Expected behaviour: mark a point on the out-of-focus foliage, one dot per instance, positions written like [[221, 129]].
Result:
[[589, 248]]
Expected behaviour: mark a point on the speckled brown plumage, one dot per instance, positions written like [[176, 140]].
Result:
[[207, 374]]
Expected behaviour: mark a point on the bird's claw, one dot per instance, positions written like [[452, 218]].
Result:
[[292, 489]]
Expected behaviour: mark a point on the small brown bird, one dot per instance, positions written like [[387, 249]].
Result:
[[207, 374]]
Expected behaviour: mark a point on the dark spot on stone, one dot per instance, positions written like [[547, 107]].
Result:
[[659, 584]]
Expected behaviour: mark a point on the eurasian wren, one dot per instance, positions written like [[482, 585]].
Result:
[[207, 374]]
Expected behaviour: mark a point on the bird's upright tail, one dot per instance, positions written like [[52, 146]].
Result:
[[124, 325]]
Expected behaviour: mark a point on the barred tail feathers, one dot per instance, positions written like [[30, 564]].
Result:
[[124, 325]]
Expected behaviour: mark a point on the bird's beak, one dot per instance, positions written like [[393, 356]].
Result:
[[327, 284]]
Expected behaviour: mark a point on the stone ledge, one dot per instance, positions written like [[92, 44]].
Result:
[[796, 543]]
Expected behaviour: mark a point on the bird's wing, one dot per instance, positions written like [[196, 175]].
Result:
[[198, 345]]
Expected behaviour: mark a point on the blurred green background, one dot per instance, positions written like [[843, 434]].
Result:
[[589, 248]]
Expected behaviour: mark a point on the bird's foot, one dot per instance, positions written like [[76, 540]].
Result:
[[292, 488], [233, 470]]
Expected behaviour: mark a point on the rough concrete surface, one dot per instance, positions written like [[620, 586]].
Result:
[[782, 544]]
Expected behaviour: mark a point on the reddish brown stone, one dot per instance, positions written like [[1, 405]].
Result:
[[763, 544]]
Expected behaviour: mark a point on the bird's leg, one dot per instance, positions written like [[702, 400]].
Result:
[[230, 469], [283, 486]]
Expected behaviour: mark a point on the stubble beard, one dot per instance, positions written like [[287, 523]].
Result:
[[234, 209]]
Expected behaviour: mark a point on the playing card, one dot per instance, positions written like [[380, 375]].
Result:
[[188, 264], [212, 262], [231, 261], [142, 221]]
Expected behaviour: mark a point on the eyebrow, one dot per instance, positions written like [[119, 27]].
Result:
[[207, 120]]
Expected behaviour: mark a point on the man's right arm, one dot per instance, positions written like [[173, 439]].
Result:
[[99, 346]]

» DIRECTIONS: Using the listing above, list every line in which the string "stone" occurs.

» SOLVED PROBLEM:
Expected behaviour: mark a point on the dark spot on stone, one dot per instance, positions written like [[547, 107]].
Expected behaviour: mark a point on the stone ledge, one dot per instance, positions written like [[92, 44]].
Expected behaviour: mark a point on the reddish brown stone, one dot per instance, positions written like [[1, 405]].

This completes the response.